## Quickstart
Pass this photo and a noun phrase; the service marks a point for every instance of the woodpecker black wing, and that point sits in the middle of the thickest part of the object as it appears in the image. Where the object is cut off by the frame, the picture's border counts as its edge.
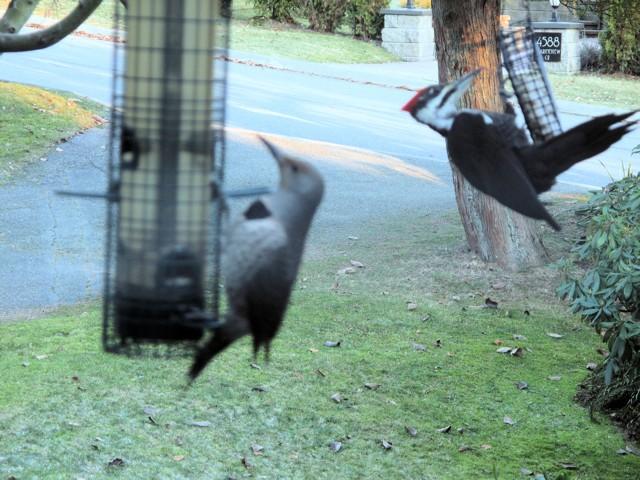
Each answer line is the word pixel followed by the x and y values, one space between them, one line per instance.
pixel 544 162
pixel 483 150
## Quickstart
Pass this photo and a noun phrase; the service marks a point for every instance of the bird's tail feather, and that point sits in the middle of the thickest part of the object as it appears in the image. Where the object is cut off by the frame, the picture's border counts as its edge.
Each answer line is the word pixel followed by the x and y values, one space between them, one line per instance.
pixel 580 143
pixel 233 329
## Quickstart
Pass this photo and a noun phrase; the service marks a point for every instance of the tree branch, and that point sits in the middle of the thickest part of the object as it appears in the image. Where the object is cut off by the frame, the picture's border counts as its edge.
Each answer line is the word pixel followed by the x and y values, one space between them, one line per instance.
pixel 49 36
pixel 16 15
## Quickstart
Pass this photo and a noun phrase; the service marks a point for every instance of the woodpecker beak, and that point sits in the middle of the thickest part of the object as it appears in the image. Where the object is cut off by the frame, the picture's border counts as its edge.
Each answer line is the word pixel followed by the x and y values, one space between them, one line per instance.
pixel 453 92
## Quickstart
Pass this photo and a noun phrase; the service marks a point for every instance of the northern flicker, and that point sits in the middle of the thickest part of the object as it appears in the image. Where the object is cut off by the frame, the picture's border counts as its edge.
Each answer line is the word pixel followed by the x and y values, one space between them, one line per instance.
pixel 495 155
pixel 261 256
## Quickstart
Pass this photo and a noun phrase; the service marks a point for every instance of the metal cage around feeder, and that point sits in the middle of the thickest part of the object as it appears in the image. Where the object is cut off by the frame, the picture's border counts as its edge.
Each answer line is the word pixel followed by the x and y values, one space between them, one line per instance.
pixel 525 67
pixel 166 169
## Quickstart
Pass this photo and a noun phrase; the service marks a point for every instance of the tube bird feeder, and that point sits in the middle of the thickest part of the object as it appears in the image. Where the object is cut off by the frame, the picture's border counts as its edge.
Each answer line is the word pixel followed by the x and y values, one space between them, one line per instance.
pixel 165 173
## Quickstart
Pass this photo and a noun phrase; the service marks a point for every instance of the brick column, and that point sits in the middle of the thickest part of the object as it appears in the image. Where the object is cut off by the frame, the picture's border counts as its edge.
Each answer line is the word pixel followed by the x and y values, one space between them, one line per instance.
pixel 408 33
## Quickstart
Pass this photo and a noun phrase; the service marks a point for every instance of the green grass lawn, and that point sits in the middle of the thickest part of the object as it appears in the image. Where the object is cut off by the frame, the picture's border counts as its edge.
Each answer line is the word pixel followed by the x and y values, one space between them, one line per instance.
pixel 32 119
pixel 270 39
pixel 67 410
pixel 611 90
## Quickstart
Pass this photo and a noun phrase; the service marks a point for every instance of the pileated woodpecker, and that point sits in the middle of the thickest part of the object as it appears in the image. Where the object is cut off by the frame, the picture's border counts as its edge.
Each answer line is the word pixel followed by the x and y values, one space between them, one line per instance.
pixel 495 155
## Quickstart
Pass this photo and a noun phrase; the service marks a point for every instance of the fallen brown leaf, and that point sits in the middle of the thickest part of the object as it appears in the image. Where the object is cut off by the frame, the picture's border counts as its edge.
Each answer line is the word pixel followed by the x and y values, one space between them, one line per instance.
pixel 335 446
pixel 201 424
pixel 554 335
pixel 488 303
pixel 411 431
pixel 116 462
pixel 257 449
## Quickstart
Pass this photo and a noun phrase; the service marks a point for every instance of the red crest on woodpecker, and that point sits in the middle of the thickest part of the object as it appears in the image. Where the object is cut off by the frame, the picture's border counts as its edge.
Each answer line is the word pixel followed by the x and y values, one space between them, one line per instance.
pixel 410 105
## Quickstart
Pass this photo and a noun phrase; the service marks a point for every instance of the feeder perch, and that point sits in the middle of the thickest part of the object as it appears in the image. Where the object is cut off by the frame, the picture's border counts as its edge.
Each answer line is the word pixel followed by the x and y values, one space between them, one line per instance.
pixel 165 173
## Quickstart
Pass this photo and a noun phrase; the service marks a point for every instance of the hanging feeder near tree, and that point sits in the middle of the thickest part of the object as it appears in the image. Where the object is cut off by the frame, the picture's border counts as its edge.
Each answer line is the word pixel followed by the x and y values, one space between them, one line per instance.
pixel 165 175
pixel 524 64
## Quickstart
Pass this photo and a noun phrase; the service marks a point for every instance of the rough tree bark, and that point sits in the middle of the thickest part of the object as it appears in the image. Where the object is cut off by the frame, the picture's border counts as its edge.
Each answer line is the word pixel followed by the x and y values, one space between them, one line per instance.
-*-*-
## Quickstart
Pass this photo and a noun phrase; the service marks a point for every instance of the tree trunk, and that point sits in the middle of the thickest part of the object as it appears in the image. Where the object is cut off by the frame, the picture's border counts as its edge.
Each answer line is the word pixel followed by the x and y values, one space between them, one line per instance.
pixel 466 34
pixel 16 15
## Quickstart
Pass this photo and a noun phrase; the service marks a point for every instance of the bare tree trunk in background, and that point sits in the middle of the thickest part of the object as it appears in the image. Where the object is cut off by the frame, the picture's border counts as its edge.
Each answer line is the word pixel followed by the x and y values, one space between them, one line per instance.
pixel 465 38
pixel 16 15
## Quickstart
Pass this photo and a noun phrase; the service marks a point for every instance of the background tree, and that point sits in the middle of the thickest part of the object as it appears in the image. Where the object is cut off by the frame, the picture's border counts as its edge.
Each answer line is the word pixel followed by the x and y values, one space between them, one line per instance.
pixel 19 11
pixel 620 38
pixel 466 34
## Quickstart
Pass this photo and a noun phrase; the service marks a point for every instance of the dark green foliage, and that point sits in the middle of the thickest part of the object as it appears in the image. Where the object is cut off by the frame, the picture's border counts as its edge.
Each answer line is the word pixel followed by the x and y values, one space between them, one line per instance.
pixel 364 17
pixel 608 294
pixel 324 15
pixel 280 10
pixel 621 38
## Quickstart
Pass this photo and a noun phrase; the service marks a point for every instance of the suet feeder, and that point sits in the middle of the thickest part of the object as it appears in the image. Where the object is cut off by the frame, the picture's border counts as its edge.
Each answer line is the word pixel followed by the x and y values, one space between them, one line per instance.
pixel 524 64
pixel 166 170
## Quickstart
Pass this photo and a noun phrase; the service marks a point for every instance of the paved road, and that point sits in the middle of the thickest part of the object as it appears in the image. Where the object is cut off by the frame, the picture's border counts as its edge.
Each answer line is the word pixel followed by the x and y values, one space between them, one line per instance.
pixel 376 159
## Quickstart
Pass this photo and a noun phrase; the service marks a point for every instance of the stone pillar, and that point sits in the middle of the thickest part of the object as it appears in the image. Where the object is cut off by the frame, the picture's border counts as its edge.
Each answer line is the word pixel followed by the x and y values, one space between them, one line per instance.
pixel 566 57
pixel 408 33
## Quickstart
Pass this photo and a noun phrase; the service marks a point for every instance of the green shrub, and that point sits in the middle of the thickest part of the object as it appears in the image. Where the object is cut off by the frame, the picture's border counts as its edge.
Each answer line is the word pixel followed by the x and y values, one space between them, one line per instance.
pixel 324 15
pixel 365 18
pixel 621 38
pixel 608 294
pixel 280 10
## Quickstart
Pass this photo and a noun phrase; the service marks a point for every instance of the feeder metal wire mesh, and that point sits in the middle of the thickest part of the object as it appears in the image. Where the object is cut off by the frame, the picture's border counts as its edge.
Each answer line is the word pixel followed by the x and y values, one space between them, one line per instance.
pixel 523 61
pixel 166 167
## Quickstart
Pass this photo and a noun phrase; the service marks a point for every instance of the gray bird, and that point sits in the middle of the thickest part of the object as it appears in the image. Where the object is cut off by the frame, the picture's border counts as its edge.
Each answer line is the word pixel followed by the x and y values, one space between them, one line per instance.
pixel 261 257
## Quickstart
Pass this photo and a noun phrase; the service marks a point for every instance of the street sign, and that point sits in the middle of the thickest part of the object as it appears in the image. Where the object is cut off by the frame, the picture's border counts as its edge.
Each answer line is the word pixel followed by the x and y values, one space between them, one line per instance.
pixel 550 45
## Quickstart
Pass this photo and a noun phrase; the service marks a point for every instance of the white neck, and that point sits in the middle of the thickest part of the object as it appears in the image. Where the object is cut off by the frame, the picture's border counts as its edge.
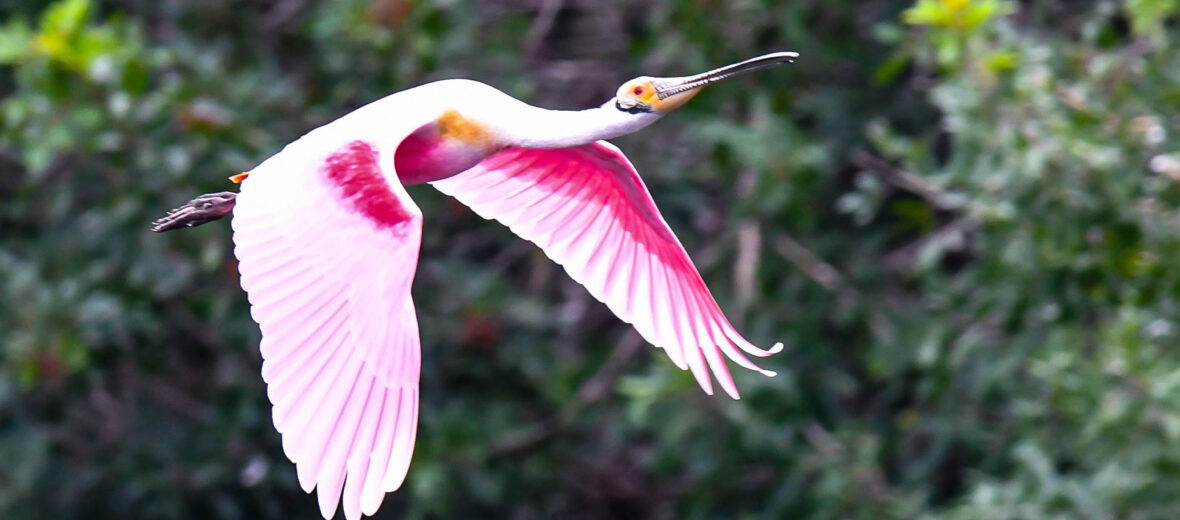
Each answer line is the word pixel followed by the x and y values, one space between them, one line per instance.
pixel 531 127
-*-*-
● Given problem
List each line of the records in which the word "green" appears.

● Output for this exercise
Pass this photo and a noun phrase; the service marks a point for every instance of the green grass lawn, and that point sits in the middle of the thickest part of the object as it appears in the image. Where the object is cut off by the frame, the picture's border counts as its edge.
Pass this photo and a noun phrase; the service marks a point for every instance of the dark green foliage, and that point sits in the middle of the thickest part of the object as it appears in the image. Where the object is cut off by the frame, the picture's border counts as its edge.
Pass this photo and a noun phrase; the service marks a point for every instance of the green shrub, and that point sits in the middle of the thickest part of the object as it appears in the image. Where the object is cut off by the frame, the picture's border counts as its edge.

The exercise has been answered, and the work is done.